> _EXERCISE AIM_: What is needed is an exact copy of the line where "Where can the woman's" appears plus every later line in the material.
********************
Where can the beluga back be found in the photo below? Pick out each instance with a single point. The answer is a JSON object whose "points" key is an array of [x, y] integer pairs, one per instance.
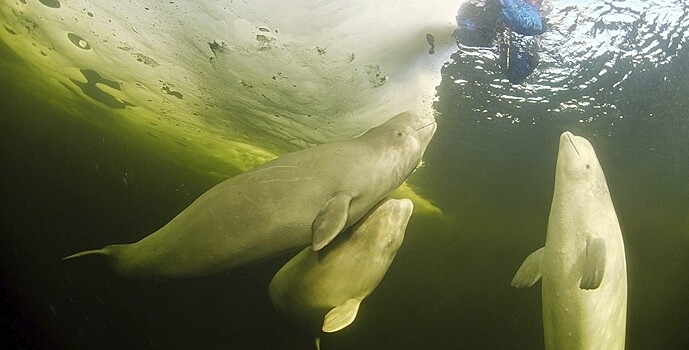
{"points": [[305, 197]]}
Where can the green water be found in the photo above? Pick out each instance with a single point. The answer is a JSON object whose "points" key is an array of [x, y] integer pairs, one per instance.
{"points": [[70, 182]]}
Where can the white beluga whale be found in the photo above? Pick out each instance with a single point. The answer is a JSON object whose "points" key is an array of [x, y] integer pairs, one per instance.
{"points": [[322, 290], [305, 197], [582, 265]]}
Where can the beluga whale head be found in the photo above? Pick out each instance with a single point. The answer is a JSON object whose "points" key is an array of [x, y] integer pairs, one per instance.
{"points": [[578, 168], [403, 138]]}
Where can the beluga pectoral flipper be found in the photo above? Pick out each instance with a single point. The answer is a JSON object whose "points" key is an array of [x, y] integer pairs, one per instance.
{"points": [[322, 290], [582, 265]]}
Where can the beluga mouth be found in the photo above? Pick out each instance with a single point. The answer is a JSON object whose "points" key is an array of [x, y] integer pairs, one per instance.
{"points": [[569, 136]]}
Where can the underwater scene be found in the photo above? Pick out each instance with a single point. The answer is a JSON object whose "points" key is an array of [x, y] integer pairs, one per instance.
{"points": [[344, 174]]}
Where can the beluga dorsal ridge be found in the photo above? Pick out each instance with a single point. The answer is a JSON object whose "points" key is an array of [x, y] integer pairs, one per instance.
{"points": [[582, 266], [302, 198]]}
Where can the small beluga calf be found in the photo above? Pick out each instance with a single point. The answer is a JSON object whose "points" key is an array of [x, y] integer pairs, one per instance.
{"points": [[322, 291], [305, 197], [582, 266]]}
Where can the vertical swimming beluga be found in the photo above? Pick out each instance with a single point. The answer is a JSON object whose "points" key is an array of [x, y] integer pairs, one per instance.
{"points": [[582, 265]]}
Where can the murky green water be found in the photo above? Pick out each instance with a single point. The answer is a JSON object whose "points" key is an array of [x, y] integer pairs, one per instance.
{"points": [[79, 177]]}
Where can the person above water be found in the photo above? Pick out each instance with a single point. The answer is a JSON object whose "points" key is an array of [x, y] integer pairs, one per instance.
{"points": [[523, 16]]}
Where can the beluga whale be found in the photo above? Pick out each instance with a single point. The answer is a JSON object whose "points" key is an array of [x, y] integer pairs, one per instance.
{"points": [[322, 291], [582, 265], [305, 197]]}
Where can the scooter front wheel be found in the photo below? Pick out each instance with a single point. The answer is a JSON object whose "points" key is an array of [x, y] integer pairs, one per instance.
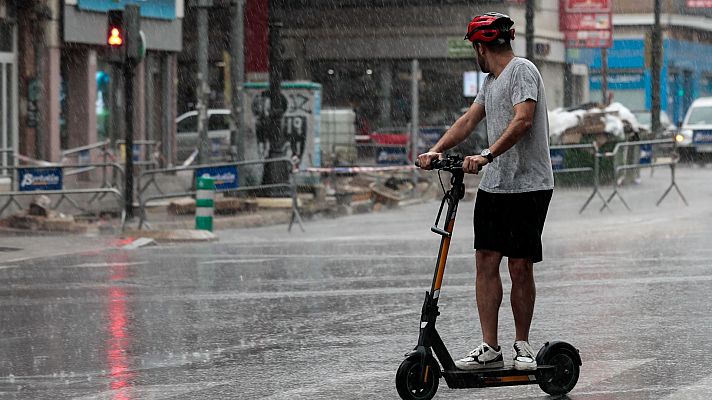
{"points": [[416, 380], [565, 374]]}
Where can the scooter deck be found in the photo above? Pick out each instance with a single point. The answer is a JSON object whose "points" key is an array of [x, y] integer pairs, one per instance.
{"points": [[489, 377]]}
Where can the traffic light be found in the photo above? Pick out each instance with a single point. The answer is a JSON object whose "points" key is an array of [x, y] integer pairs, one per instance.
{"points": [[116, 37], [123, 35]]}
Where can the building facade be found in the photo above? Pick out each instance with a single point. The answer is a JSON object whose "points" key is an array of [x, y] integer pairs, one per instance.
{"points": [[687, 50], [362, 51], [66, 94]]}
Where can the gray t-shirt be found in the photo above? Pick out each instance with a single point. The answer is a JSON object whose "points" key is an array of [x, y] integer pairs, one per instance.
{"points": [[526, 166]]}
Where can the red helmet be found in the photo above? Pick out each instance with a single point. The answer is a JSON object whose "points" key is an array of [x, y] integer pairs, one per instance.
{"points": [[491, 27]]}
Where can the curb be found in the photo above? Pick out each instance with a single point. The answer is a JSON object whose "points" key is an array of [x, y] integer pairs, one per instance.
{"points": [[174, 235]]}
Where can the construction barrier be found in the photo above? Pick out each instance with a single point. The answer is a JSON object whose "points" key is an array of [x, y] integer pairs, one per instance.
{"points": [[559, 165], [32, 180], [227, 181], [653, 153], [204, 203]]}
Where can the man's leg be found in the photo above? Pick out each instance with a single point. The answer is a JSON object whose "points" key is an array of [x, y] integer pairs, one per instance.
{"points": [[489, 293], [521, 270]]}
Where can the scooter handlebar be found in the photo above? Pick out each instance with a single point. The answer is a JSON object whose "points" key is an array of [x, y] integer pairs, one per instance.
{"points": [[447, 163]]}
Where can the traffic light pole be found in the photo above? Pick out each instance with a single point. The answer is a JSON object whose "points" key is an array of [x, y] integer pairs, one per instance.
{"points": [[129, 72], [275, 173], [203, 85]]}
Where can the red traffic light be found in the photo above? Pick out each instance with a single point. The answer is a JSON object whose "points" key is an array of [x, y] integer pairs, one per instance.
{"points": [[115, 37]]}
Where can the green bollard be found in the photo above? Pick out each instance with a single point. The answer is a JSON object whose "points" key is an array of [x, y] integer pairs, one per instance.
{"points": [[204, 203]]}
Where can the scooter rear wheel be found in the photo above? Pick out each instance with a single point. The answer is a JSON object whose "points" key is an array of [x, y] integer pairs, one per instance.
{"points": [[565, 375], [414, 385]]}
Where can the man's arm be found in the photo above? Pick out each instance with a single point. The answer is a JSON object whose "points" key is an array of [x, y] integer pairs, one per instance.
{"points": [[517, 128], [458, 132]]}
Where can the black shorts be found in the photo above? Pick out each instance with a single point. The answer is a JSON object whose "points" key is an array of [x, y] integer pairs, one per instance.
{"points": [[511, 223]]}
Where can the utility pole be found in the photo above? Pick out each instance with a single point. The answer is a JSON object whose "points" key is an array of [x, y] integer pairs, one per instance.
{"points": [[237, 77], [529, 17], [414, 115], [604, 76], [655, 64], [275, 173], [202, 78]]}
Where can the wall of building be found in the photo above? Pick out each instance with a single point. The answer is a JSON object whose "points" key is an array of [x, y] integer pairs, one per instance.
{"points": [[385, 39]]}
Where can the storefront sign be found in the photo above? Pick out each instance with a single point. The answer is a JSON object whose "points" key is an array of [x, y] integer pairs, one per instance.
{"points": [[161, 9], [392, 156], [589, 39], [225, 177], [45, 178], [457, 47]]}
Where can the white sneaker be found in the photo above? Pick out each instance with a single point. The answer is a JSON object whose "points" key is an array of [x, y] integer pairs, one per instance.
{"points": [[484, 356], [524, 358]]}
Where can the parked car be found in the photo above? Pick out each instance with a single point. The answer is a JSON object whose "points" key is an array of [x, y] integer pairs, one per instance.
{"points": [[644, 118], [695, 135], [218, 134]]}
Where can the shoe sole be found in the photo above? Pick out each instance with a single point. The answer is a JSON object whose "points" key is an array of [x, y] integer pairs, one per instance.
{"points": [[524, 366], [471, 367]]}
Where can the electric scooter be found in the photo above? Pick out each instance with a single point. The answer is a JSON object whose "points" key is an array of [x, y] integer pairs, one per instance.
{"points": [[558, 363]]}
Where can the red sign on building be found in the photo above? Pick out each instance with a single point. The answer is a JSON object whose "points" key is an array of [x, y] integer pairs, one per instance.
{"points": [[574, 6], [699, 3], [593, 39], [587, 22]]}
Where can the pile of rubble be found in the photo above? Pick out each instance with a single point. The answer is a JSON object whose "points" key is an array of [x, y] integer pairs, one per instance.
{"points": [[591, 122]]}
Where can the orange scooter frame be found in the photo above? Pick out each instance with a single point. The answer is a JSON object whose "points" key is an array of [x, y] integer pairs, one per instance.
{"points": [[418, 376]]}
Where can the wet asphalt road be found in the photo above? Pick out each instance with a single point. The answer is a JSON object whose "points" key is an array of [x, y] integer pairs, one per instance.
{"points": [[328, 314]]}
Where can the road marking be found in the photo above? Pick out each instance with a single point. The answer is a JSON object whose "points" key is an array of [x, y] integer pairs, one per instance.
{"points": [[237, 261], [699, 390], [105, 265], [154, 391], [595, 372]]}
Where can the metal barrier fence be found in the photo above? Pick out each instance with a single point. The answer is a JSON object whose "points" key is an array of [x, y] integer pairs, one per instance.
{"points": [[49, 180], [649, 158], [7, 158], [558, 157], [223, 168]]}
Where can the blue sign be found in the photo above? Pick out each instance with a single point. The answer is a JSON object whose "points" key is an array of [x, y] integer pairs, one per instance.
{"points": [[646, 154], [161, 9], [557, 159], [225, 177], [392, 156], [40, 178]]}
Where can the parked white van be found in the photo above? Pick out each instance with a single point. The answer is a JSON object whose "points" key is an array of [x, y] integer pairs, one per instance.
{"points": [[696, 133], [218, 134]]}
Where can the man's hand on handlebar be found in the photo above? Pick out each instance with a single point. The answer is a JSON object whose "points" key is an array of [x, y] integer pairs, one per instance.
{"points": [[473, 164], [426, 159]]}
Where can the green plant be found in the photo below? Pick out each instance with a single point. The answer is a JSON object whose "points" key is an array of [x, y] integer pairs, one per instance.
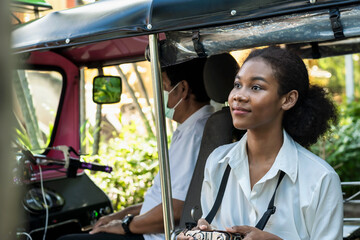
{"points": [[134, 159], [341, 147]]}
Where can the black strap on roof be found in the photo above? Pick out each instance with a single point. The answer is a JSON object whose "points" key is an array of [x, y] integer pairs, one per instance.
{"points": [[336, 23], [198, 46]]}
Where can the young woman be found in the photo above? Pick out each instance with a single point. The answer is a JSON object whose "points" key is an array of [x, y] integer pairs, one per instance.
{"points": [[283, 114]]}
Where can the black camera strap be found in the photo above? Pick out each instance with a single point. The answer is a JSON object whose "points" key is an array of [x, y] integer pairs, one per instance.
{"points": [[264, 219]]}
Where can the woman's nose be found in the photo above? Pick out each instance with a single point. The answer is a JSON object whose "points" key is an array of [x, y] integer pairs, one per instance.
{"points": [[240, 96]]}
********************
> _ANSWER AREA_:
Where can the woman's nose be found in the photo above? Pick out each instance with a single point. The answer is a JSON object whose "points" key is an array of [x, y] integer pairs, one per instance.
{"points": [[240, 96]]}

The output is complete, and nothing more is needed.